Material.
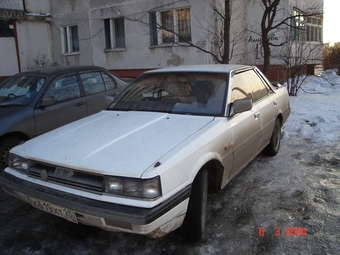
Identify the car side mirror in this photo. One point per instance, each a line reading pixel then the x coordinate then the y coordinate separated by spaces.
pixel 109 99
pixel 241 105
pixel 47 101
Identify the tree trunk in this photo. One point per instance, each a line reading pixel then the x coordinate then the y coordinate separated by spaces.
pixel 225 57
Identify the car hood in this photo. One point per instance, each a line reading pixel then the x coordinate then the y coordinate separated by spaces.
pixel 113 143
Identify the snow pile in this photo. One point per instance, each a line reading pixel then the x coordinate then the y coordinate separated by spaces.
pixel 315 111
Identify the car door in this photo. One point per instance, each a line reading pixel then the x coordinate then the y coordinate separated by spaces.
pixel 68 104
pixel 97 86
pixel 245 126
pixel 265 102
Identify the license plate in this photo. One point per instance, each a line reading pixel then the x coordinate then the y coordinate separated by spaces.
pixel 54 209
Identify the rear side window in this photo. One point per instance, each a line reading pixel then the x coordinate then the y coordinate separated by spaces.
pixel 110 83
pixel 64 89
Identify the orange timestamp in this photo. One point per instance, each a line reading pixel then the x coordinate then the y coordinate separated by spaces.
pixel 291 231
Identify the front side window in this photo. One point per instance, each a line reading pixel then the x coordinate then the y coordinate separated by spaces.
pixel 70 39
pixel 171 26
pixel 240 88
pixel 20 90
pixel 114 33
pixel 93 83
pixel 176 92
pixel 259 89
pixel 64 89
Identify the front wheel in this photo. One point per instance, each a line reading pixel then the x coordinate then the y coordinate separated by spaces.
pixel 5 146
pixel 274 145
pixel 193 226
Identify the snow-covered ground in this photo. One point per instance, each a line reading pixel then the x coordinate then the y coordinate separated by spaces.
pixel 287 204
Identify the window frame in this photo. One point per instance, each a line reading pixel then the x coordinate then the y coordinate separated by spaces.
pixel 110 33
pixel 306 28
pixel 70 39
pixel 158 35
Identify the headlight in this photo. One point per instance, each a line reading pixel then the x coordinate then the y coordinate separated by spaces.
pixel 148 189
pixel 17 162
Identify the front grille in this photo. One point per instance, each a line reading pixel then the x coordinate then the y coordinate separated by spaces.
pixel 67 177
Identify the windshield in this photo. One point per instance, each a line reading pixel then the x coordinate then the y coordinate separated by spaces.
pixel 20 90
pixel 183 93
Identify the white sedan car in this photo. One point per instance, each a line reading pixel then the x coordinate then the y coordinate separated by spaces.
pixel 146 164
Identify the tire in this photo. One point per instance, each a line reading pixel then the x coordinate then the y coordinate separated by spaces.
pixel 193 226
pixel 5 146
pixel 274 145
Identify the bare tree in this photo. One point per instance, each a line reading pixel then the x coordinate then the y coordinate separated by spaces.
pixel 297 56
pixel 331 57
pixel 269 23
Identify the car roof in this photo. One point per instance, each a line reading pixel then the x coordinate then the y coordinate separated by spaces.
pixel 52 71
pixel 215 68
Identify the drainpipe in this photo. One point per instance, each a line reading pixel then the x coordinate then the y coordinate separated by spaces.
pixel 17 44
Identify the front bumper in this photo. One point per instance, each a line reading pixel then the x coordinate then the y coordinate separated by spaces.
pixel 155 222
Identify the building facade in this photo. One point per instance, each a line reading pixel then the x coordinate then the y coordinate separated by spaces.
pixel 129 36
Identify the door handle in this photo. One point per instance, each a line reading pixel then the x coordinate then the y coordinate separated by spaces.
pixel 79 104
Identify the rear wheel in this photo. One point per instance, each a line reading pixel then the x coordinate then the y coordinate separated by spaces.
pixel 5 146
pixel 274 145
pixel 193 226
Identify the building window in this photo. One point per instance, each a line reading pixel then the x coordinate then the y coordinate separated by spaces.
pixel 114 33
pixel 70 39
pixel 314 29
pixel 171 26
pixel 6 28
pixel 306 28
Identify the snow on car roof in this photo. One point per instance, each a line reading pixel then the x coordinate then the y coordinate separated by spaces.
pixel 219 68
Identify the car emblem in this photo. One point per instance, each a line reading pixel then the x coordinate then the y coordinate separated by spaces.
pixel 44 175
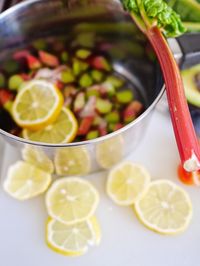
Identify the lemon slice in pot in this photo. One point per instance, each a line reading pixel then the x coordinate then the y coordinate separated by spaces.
pixel 63 130
pixel 37 105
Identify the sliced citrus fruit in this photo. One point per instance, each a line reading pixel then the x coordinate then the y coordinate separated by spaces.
pixel 165 208
pixel 71 200
pixel 126 183
pixel 37 157
pixel 72 161
pixel 25 181
pixel 63 130
pixel 37 105
pixel 72 240
pixel 110 152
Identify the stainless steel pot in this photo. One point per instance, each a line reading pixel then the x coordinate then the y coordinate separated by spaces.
pixel 94 20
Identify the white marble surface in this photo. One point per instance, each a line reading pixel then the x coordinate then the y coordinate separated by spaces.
pixel 125 242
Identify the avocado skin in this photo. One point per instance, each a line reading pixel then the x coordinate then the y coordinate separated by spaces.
pixel 191 91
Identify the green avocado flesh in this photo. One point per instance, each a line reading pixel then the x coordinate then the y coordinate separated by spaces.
pixel 192 92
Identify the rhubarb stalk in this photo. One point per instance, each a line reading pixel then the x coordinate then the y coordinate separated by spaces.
pixel 155 18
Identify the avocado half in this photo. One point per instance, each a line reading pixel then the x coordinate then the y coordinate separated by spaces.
pixel 192 92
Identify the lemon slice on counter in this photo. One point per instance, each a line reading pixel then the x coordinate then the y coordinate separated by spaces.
pixel 63 130
pixel 37 105
pixel 38 157
pixel 110 152
pixel 72 161
pixel 164 208
pixel 25 181
pixel 126 183
pixel 72 240
pixel 71 200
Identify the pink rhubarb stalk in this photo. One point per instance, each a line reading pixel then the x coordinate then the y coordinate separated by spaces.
pixel 187 142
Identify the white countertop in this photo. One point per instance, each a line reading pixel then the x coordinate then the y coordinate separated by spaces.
pixel 125 242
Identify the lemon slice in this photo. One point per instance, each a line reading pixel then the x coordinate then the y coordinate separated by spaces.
pixel 164 208
pixel 72 161
pixel 71 200
pixel 126 183
pixel 72 240
pixel 63 130
pixel 37 105
pixel 110 152
pixel 37 157
pixel 25 181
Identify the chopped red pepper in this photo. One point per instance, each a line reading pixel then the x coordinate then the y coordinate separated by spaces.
pixel 21 54
pixel 48 59
pixel 103 131
pixel 85 125
pixel 188 178
pixel 5 96
pixel 33 62
pixel 118 126
pixel 101 63
pixel 25 76
pixel 59 85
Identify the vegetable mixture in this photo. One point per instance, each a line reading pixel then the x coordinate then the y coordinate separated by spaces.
pixel 101 100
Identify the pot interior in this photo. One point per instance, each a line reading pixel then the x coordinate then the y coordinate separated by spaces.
pixel 102 27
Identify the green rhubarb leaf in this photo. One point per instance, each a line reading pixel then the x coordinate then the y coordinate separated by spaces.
pixel 156 13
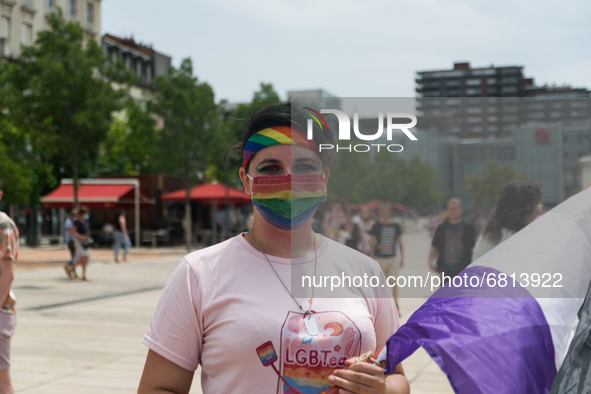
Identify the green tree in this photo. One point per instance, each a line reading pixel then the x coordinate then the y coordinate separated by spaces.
pixel 130 145
pixel 486 186
pixel 189 140
pixel 233 126
pixel 60 93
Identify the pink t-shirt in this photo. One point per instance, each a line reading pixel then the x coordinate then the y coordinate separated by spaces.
pixel 225 309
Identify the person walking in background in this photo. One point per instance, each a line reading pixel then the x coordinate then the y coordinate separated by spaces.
pixel 121 236
pixel 82 242
pixel 518 205
pixel 365 225
pixel 385 235
pixel 352 235
pixel 69 267
pixel 9 244
pixel 453 241
pixel 334 221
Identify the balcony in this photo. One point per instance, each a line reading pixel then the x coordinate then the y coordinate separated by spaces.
pixel 28 5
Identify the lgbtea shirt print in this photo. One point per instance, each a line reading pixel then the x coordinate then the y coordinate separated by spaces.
pixel 306 362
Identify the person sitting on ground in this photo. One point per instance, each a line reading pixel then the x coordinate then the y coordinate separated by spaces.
pixel 519 204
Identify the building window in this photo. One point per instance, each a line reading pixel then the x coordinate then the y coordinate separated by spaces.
pixel 148 74
pixel 579 104
pixel 453 93
pixel 73 9
pixel 453 83
pixel 509 89
pixel 489 71
pixel 536 106
pixel 27 34
pixel 536 115
pixel 510 118
pixel 5 28
pixel 90 17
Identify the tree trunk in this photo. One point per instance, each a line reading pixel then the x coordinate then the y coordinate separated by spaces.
pixel 188 221
pixel 75 184
pixel 33 228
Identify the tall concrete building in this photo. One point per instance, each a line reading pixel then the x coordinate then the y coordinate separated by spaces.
pixel 493 102
pixel 142 60
pixel 22 20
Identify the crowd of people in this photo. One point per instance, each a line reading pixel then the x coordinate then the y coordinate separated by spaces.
pixel 283 231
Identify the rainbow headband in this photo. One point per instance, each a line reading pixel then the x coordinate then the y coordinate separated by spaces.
pixel 278 135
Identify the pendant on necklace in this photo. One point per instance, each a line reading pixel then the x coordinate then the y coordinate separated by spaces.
pixel 311 325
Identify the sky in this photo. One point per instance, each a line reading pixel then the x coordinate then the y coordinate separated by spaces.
pixel 357 48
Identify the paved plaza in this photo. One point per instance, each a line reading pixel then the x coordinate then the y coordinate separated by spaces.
pixel 75 338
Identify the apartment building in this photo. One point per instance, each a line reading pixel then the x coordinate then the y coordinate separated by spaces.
pixel 22 20
pixel 492 102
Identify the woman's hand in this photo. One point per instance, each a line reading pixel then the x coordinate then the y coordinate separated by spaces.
pixel 359 378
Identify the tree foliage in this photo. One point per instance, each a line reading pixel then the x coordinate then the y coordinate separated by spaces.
pixel 130 145
pixel 191 138
pixel 234 121
pixel 486 186
pixel 60 94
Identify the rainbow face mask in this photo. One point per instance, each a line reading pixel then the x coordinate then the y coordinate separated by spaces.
pixel 288 201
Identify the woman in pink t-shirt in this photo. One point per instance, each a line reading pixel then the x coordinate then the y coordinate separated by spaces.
pixel 237 308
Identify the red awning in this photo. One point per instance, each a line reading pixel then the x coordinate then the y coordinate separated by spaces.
pixel 209 192
pixel 95 196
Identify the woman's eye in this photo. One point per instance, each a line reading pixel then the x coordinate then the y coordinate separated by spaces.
pixel 306 167
pixel 268 169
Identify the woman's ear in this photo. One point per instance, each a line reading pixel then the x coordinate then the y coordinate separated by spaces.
pixel 245 181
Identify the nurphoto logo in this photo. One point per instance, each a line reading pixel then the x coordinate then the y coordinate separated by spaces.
pixel 344 129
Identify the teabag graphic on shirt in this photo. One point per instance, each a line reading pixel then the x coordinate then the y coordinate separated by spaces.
pixel 307 361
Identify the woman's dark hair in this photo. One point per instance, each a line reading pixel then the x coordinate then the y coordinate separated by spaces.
pixel 284 114
pixel 517 202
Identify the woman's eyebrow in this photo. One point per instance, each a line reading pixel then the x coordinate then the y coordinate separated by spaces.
pixel 268 161
pixel 301 159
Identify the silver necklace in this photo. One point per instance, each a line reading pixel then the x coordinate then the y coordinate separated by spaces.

Written request.
Copy the rows above without any changes, beginning at the line that contains "Identify the woman's eye in" and ending with the line that contains "pixel 517 202".

The output.
Identify the woman's eye in this photo. One point per instance, each a line reading pixel then the x coordinate then the y coordinate separated by spaces.
pixel 306 167
pixel 268 169
Identify the woman's ear in this photo. One point per instance, each a line reading pixel then the x coordinate then the y coordinate separated by spaces.
pixel 245 181
Identify the nurphoto logo in this photo. One point per instance, each a line reading pixel then the x coordinate then the y coordinate separated by spaces.
pixel 344 129
Identify the teabag graphic on shirt in this photo. One point per instance, each a line reading pixel then the x coordinate then the y coordinate separated by spaces.
pixel 307 361
Identify the woman's dark hair in this photo. One point per instance, each a line reading pixel then the x coordinate then the y coordinate separated by spaces.
pixel 284 114
pixel 517 202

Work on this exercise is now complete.